— start DATASET ROWS —

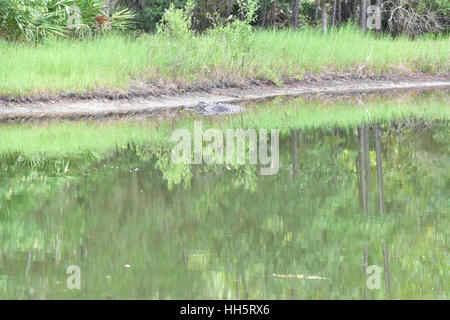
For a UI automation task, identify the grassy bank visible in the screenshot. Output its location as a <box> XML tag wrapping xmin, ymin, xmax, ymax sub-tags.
<box><xmin>0</xmin><ymin>90</ymin><xmax>450</xmax><ymax>157</ymax></box>
<box><xmin>0</xmin><ymin>27</ymin><xmax>450</xmax><ymax>97</ymax></box>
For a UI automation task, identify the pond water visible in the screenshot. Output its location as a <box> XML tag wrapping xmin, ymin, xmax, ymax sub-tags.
<box><xmin>0</xmin><ymin>97</ymin><xmax>450</xmax><ymax>299</ymax></box>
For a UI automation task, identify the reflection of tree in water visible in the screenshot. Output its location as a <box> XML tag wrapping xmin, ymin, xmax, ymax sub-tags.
<box><xmin>2</xmin><ymin>119</ymin><xmax>446</xmax><ymax>299</ymax></box>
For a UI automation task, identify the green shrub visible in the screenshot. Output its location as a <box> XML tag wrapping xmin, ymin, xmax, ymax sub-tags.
<box><xmin>0</xmin><ymin>0</ymin><xmax>135</xmax><ymax>42</ymax></box>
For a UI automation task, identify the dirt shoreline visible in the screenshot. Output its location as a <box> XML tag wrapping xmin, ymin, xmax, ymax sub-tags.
<box><xmin>0</xmin><ymin>76</ymin><xmax>450</xmax><ymax>122</ymax></box>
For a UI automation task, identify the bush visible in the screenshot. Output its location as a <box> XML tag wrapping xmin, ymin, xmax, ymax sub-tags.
<box><xmin>0</xmin><ymin>0</ymin><xmax>135</xmax><ymax>42</ymax></box>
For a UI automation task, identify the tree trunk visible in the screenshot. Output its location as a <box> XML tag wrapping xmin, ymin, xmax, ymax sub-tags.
<box><xmin>314</xmin><ymin>0</ymin><xmax>319</xmax><ymax>28</ymax></box>
<box><xmin>322</xmin><ymin>0</ymin><xmax>328</xmax><ymax>34</ymax></box>
<box><xmin>292</xmin><ymin>0</ymin><xmax>300</xmax><ymax>29</ymax></box>
<box><xmin>261</xmin><ymin>0</ymin><xmax>268</xmax><ymax>28</ymax></box>
<box><xmin>225</xmin><ymin>0</ymin><xmax>232</xmax><ymax>19</ymax></box>
<box><xmin>331</xmin><ymin>0</ymin><xmax>337</xmax><ymax>27</ymax></box>
<box><xmin>383</xmin><ymin>242</ymin><xmax>391</xmax><ymax>299</ymax></box>
<box><xmin>291</xmin><ymin>129</ymin><xmax>299</xmax><ymax>181</ymax></box>
<box><xmin>376</xmin><ymin>0</ymin><xmax>382</xmax><ymax>32</ymax></box>
<box><xmin>103</xmin><ymin>0</ymin><xmax>117</xmax><ymax>17</ymax></box>
<box><xmin>359</xmin><ymin>0</ymin><xmax>367</xmax><ymax>30</ymax></box>
<box><xmin>338</xmin><ymin>0</ymin><xmax>342</xmax><ymax>28</ymax></box>
<box><xmin>375</xmin><ymin>124</ymin><xmax>384</xmax><ymax>215</ymax></box>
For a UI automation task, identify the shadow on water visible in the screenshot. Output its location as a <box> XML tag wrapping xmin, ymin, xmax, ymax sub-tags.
<box><xmin>0</xmin><ymin>120</ymin><xmax>450</xmax><ymax>299</ymax></box>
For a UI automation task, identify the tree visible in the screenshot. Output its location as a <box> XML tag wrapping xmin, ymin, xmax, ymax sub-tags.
<box><xmin>322</xmin><ymin>0</ymin><xmax>328</xmax><ymax>34</ymax></box>
<box><xmin>292</xmin><ymin>0</ymin><xmax>300</xmax><ymax>28</ymax></box>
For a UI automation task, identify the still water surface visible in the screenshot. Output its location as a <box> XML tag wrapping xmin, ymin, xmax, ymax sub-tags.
<box><xmin>0</xmin><ymin>109</ymin><xmax>450</xmax><ymax>299</ymax></box>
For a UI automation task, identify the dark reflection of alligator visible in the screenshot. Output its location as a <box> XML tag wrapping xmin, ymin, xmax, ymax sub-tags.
<box><xmin>184</xmin><ymin>102</ymin><xmax>245</xmax><ymax>116</ymax></box>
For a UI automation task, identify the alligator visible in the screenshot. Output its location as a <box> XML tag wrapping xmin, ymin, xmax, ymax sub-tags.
<box><xmin>184</xmin><ymin>102</ymin><xmax>245</xmax><ymax>116</ymax></box>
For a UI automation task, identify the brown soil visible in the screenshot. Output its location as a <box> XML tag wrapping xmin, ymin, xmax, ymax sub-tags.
<box><xmin>0</xmin><ymin>74</ymin><xmax>450</xmax><ymax>122</ymax></box>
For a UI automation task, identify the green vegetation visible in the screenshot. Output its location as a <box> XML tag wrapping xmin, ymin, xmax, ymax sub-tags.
<box><xmin>0</xmin><ymin>27</ymin><xmax>450</xmax><ymax>96</ymax></box>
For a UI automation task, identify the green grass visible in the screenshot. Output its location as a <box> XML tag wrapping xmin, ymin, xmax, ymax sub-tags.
<box><xmin>0</xmin><ymin>27</ymin><xmax>450</xmax><ymax>96</ymax></box>
<box><xmin>0</xmin><ymin>94</ymin><xmax>450</xmax><ymax>157</ymax></box>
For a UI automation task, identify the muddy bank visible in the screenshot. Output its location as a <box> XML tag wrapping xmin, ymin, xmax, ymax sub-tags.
<box><xmin>0</xmin><ymin>78</ymin><xmax>450</xmax><ymax>122</ymax></box>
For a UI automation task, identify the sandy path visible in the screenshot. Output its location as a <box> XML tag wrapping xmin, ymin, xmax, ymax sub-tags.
<box><xmin>0</xmin><ymin>79</ymin><xmax>450</xmax><ymax>121</ymax></box>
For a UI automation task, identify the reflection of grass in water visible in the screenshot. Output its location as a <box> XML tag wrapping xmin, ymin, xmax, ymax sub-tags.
<box><xmin>0</xmin><ymin>94</ymin><xmax>450</xmax><ymax>157</ymax></box>
<box><xmin>2</xmin><ymin>114</ymin><xmax>448</xmax><ymax>299</ymax></box>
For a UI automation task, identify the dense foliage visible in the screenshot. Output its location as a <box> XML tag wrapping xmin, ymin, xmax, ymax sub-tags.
<box><xmin>0</xmin><ymin>0</ymin><xmax>450</xmax><ymax>42</ymax></box>
<box><xmin>0</xmin><ymin>0</ymin><xmax>135</xmax><ymax>42</ymax></box>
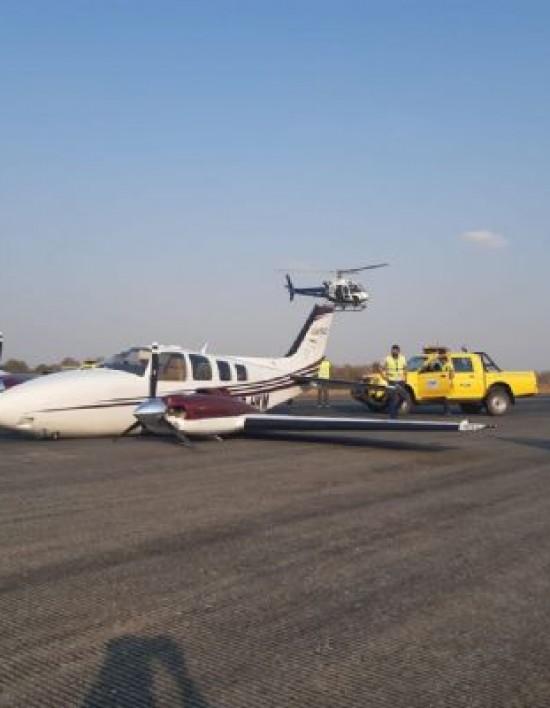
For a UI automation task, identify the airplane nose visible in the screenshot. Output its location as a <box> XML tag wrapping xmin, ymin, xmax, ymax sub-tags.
<box><xmin>0</xmin><ymin>389</ymin><xmax>32</xmax><ymax>430</ymax></box>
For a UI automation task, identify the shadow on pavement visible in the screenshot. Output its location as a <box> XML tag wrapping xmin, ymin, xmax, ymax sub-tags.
<box><xmin>82</xmin><ymin>636</ymin><xmax>208</xmax><ymax>708</ymax></box>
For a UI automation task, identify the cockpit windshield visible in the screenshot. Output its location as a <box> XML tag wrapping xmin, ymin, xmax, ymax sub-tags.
<box><xmin>101</xmin><ymin>347</ymin><xmax>151</xmax><ymax>376</ymax></box>
<box><xmin>407</xmin><ymin>355</ymin><xmax>426</xmax><ymax>371</ymax></box>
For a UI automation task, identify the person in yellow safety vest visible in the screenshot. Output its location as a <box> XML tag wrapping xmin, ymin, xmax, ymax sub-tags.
<box><xmin>382</xmin><ymin>344</ymin><xmax>407</xmax><ymax>418</ymax></box>
<box><xmin>439</xmin><ymin>353</ymin><xmax>455</xmax><ymax>415</ymax></box>
<box><xmin>317</xmin><ymin>357</ymin><xmax>331</xmax><ymax>408</ymax></box>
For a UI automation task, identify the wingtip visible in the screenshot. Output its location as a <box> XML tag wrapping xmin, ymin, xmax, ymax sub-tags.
<box><xmin>458</xmin><ymin>418</ymin><xmax>497</xmax><ymax>433</ymax></box>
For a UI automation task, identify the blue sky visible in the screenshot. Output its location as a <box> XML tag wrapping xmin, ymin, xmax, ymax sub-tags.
<box><xmin>0</xmin><ymin>0</ymin><xmax>550</xmax><ymax>369</ymax></box>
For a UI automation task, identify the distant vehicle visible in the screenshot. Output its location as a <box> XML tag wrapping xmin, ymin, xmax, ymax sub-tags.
<box><xmin>0</xmin><ymin>305</ymin><xmax>492</xmax><ymax>444</ymax></box>
<box><xmin>286</xmin><ymin>263</ymin><xmax>388</xmax><ymax>311</ymax></box>
<box><xmin>352</xmin><ymin>346</ymin><xmax>538</xmax><ymax>416</ymax></box>
<box><xmin>0</xmin><ymin>332</ymin><xmax>36</xmax><ymax>393</ymax></box>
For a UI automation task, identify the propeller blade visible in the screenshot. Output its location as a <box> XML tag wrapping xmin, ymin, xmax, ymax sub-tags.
<box><xmin>159</xmin><ymin>417</ymin><xmax>193</xmax><ymax>448</ymax></box>
<box><xmin>149</xmin><ymin>342</ymin><xmax>159</xmax><ymax>398</ymax></box>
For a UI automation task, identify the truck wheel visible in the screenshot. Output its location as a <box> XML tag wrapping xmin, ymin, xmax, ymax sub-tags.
<box><xmin>485</xmin><ymin>386</ymin><xmax>512</xmax><ymax>415</ymax></box>
<box><xmin>351</xmin><ymin>386</ymin><xmax>388</xmax><ymax>413</ymax></box>
<box><xmin>460</xmin><ymin>403</ymin><xmax>483</xmax><ymax>415</ymax></box>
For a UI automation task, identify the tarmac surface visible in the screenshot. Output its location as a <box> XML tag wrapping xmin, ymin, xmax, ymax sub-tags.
<box><xmin>0</xmin><ymin>396</ymin><xmax>550</xmax><ymax>708</ymax></box>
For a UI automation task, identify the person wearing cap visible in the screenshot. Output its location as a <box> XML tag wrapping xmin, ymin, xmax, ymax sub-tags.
<box><xmin>382</xmin><ymin>344</ymin><xmax>407</xmax><ymax>418</ymax></box>
<box><xmin>317</xmin><ymin>356</ymin><xmax>331</xmax><ymax>408</ymax></box>
<box><xmin>439</xmin><ymin>352</ymin><xmax>455</xmax><ymax>415</ymax></box>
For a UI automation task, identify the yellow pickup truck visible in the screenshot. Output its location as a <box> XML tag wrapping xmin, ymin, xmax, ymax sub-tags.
<box><xmin>351</xmin><ymin>347</ymin><xmax>538</xmax><ymax>415</ymax></box>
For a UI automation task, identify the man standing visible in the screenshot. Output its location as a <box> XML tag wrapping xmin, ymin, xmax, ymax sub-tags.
<box><xmin>317</xmin><ymin>356</ymin><xmax>330</xmax><ymax>408</ymax></box>
<box><xmin>382</xmin><ymin>344</ymin><xmax>407</xmax><ymax>418</ymax></box>
<box><xmin>439</xmin><ymin>352</ymin><xmax>455</xmax><ymax>415</ymax></box>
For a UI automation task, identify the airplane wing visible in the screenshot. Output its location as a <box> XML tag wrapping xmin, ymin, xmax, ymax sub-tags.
<box><xmin>244</xmin><ymin>413</ymin><xmax>494</xmax><ymax>433</ymax></box>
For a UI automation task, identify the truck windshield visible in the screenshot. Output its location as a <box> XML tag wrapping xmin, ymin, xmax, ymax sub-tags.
<box><xmin>101</xmin><ymin>347</ymin><xmax>151</xmax><ymax>376</ymax></box>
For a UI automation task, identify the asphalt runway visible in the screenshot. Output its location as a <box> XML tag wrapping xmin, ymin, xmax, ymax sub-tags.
<box><xmin>0</xmin><ymin>397</ymin><xmax>550</xmax><ymax>708</ymax></box>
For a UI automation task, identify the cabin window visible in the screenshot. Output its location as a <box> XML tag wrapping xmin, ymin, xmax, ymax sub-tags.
<box><xmin>100</xmin><ymin>347</ymin><xmax>151</xmax><ymax>376</ymax></box>
<box><xmin>216</xmin><ymin>359</ymin><xmax>231</xmax><ymax>381</ymax></box>
<box><xmin>189</xmin><ymin>354</ymin><xmax>212</xmax><ymax>381</ymax></box>
<box><xmin>453</xmin><ymin>356</ymin><xmax>474</xmax><ymax>374</ymax></box>
<box><xmin>235</xmin><ymin>364</ymin><xmax>248</xmax><ymax>381</ymax></box>
<box><xmin>159</xmin><ymin>352</ymin><xmax>187</xmax><ymax>381</ymax></box>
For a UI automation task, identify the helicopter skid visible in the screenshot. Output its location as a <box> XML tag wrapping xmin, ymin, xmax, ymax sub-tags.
<box><xmin>334</xmin><ymin>303</ymin><xmax>367</xmax><ymax>312</ymax></box>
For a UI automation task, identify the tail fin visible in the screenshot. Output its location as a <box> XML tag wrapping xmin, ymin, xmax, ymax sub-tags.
<box><xmin>286</xmin><ymin>305</ymin><xmax>334</xmax><ymax>369</ymax></box>
<box><xmin>286</xmin><ymin>274</ymin><xmax>296</xmax><ymax>302</ymax></box>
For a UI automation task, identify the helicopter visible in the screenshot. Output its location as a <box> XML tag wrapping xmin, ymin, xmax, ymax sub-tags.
<box><xmin>285</xmin><ymin>263</ymin><xmax>389</xmax><ymax>312</ymax></box>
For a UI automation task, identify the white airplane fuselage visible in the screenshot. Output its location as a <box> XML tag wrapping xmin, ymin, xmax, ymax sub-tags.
<box><xmin>0</xmin><ymin>307</ymin><xmax>333</xmax><ymax>437</ymax></box>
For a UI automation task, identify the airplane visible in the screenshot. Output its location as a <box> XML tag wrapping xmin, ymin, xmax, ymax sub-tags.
<box><xmin>0</xmin><ymin>304</ymin><xmax>487</xmax><ymax>445</ymax></box>
<box><xmin>285</xmin><ymin>263</ymin><xmax>388</xmax><ymax>311</ymax></box>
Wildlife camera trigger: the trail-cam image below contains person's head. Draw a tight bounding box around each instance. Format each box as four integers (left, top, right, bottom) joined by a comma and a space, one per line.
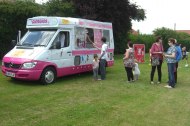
101, 37, 106, 43
94, 54, 98, 59
168, 38, 175, 46
127, 42, 133, 48
156, 36, 162, 43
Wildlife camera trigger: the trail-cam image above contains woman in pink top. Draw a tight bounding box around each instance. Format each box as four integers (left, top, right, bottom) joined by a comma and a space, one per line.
150, 36, 164, 84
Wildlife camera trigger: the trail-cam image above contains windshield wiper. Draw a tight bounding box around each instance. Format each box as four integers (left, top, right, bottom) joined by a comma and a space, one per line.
34, 44, 46, 47
22, 42, 33, 46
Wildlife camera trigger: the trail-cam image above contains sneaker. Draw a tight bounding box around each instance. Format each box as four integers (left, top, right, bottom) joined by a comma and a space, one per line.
167, 86, 173, 89
164, 85, 169, 87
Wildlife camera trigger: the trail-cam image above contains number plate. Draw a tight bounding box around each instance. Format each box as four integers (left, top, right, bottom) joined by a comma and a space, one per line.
6, 72, 15, 77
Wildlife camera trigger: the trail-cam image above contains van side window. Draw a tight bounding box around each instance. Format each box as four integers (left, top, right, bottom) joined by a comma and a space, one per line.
59, 31, 70, 48
52, 31, 70, 49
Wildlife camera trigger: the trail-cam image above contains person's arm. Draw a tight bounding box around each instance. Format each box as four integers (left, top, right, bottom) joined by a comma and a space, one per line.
123, 49, 129, 60
92, 43, 101, 50
150, 43, 163, 54
165, 52, 175, 58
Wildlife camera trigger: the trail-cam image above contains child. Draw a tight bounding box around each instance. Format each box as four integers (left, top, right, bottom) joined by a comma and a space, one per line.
92, 54, 100, 80
133, 63, 140, 80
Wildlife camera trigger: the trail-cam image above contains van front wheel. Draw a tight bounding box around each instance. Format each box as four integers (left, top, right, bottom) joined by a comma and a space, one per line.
40, 67, 56, 84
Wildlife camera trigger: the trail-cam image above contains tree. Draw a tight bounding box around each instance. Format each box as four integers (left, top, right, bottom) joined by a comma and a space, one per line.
73, 0, 146, 53
153, 27, 190, 49
0, 0, 42, 58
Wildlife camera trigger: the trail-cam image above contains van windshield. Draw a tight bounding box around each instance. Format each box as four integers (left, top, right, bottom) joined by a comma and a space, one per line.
19, 29, 57, 47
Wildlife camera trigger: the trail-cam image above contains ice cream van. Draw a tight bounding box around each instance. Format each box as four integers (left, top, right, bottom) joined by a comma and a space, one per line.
2, 16, 114, 84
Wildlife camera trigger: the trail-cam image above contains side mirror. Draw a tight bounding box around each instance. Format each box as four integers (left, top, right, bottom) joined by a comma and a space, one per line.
11, 40, 17, 47
56, 41, 61, 49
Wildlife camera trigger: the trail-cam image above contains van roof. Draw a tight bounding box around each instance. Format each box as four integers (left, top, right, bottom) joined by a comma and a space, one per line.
26, 16, 112, 29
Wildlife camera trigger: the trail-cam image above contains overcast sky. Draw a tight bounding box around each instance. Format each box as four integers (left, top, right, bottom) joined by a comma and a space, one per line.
130, 0, 190, 34
36, 0, 190, 34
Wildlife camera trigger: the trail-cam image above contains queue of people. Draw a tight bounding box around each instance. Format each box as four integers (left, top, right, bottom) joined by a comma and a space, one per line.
123, 36, 182, 88
93, 36, 184, 88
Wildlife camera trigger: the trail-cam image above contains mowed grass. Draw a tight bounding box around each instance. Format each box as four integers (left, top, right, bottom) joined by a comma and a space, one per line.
0, 55, 190, 126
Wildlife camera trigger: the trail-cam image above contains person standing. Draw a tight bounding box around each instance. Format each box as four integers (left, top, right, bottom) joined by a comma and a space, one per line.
150, 36, 164, 84
92, 54, 99, 80
133, 62, 140, 81
123, 42, 135, 82
99, 37, 108, 80
174, 39, 182, 83
164, 38, 176, 88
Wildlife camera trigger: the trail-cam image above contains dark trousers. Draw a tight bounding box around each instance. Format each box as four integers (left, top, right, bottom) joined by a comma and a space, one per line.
125, 67, 134, 81
100, 59, 106, 80
174, 62, 178, 83
167, 63, 175, 88
150, 60, 162, 82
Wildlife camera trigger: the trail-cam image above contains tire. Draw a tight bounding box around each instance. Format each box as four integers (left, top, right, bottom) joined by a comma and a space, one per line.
40, 67, 57, 85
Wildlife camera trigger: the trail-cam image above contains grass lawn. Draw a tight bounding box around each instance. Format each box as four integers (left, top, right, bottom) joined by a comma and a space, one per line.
0, 55, 190, 126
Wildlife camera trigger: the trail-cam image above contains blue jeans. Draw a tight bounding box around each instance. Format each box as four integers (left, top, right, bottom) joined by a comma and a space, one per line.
167, 63, 175, 88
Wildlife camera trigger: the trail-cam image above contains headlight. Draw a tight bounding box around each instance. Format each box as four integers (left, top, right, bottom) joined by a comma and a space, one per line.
22, 62, 37, 69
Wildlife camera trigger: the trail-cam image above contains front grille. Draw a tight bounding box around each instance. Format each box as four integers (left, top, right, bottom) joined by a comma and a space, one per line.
4, 62, 21, 69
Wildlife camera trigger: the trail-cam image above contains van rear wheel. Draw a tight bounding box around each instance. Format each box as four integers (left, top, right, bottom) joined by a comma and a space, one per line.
40, 67, 56, 84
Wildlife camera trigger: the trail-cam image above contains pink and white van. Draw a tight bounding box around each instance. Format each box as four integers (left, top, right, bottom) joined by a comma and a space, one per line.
2, 16, 114, 84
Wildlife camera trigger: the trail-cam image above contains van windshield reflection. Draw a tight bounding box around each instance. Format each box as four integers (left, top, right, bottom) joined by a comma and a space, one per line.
18, 30, 56, 47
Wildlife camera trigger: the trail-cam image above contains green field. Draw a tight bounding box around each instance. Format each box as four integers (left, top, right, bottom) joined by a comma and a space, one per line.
0, 55, 190, 126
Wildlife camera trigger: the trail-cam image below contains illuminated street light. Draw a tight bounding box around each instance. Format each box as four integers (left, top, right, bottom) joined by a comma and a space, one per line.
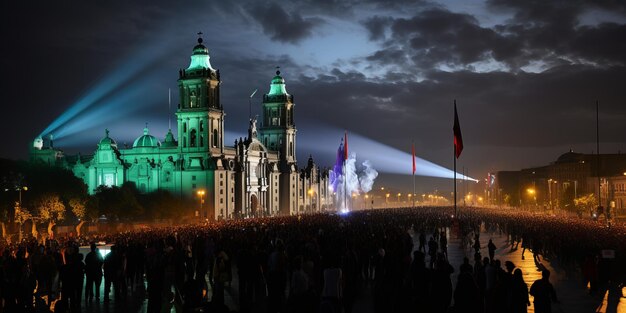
196, 190, 205, 219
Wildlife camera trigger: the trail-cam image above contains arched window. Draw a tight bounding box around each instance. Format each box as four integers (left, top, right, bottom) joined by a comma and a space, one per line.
189, 129, 196, 147
189, 90, 198, 108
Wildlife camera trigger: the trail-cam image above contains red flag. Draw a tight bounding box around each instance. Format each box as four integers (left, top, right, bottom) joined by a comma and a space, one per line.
343, 131, 348, 160
452, 100, 463, 159
411, 144, 415, 174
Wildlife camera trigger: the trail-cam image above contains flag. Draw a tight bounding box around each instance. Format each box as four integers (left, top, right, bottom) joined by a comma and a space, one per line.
452, 100, 463, 159
411, 144, 415, 174
343, 131, 348, 160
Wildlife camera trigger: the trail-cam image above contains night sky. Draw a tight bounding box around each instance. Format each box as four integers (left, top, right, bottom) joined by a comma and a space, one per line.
0, 0, 626, 192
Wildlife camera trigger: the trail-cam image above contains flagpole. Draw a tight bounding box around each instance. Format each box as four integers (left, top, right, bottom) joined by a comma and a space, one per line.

— end DATASET ROWS —

Can you turn the stretch of the records from the line containing "above contains number" through the line containing "6, 72, 15, 77" into a numbered list, skipping any blank lines?

1. Wildlife camera trigger: the trail-cam image above contains number plate. Draw a tight bounding box around each instance. Format each box as four integers (left, top, right, bottom) joined by a comma and a space, one per line.
2. 6, 72, 15, 77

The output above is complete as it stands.